Verwaltungsgericht Braunschweig
Urt. v. 09.12.1987, Az.: 3 VG A 200/86

Wirksamkeit der Aufhebung einer Straßenausbaubeitragssatzung ; Rechtssetzungsermessen der Kommunen; Anforderungen an das Maß der Kostendeckung und Aufwanddeckung

Bibliographie

Gericht
VG Braunschweig
Datum
09.12.1987
Aktenzeichen
3 VG A 200/86
Entscheidungsform
Urteil
Referenz
WKRS 1987, 20153
Entscheidungsname
[keine Angabe]
ECLI
ECLI:DE:VGBRAUN:1987:1209.3VG.A200.86.0A

Verfahrensgegenstand

kommunales Abgabenrecht

Die 3. Kammer des Verwaltungsgerichts Braunschweig hat
auf die mündliche Verhandlung vom 9. Dezember 1987
durch
den Vorsitzenden Richter am Verwaltungsgericht Hirschmann,
die Richter am Verwaltungsgericht Franzkowiak und Stubben sowie
die ehrenamtlichen Richter Schulte-Eickhoff und Schöngen
für Recht erkannt:

Tenor:

Die Klage wird abgewiesen.

Die Klägerin trägt die Kosten des Verfahrens; insoweit ist das Urteil vorläufig vollstreckbar.

### Daten
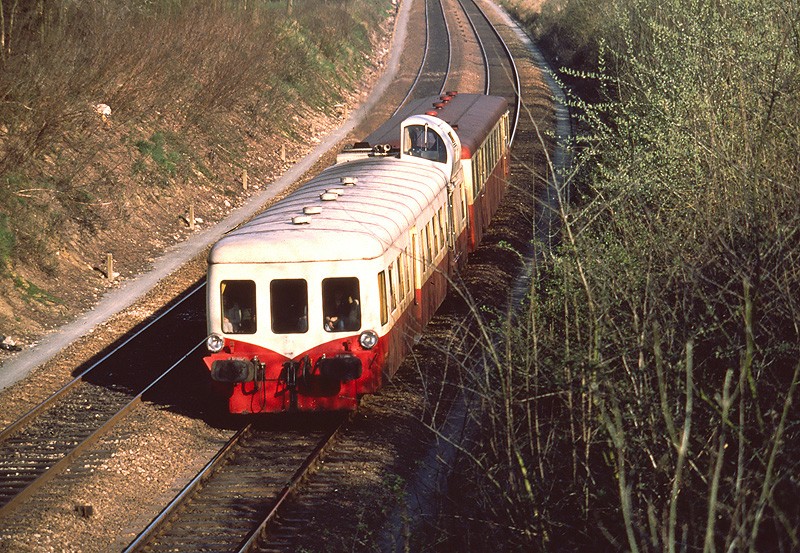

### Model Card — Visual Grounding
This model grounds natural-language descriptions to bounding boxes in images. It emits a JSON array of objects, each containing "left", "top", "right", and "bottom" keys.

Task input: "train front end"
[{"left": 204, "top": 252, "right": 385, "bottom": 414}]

### Zu erledigen
1. Beantworte zum Urteil des Verwaltungsgerichts Braunschweig:
(a) Welches Aktenzeichen hat das Urteil?
(b) Welche Kammer des Gerichts hat entschieden?
(c) Wie wird über die Klage entschieden?
2. Nimm das Urteil des Verwaltungsgerichts Braunschweig nach seinem letzten Satz wieder auf und schreibe es weiter.
Die Daten spielen hierbei keine Rolle.

### Erwartete Ergebnisse
1.
(a) 3 VG A 200/86
(b) Die 3. Kammer
(c) Die Klage wird abgewiesen.

2.
Die Klägerin kann die Vollstreckung gegen Sicherheitsleistung in Höhe des gegen sie festzusetzenden Kostenerstattungsbetrages abwenden, wenn nicht der Beklagte zuvor Sicherheit in gleicher Höhe leistet.

Gegen dieses Urteil ist die Berufung an das

Oberverwaltungsgericht für die Länder Niedersachsen und Schleswig-Holstein 2120 Lüneburg, Uelzener Straße 40, Postfach 2371, statthaft.

...

Gründe

1

I.

Die Klägerin, eine kreisangehörige Gemeinde des beklagten Landkreises, wendet sich gegen eine kommunalrechtliche Beanstandungsverfügung.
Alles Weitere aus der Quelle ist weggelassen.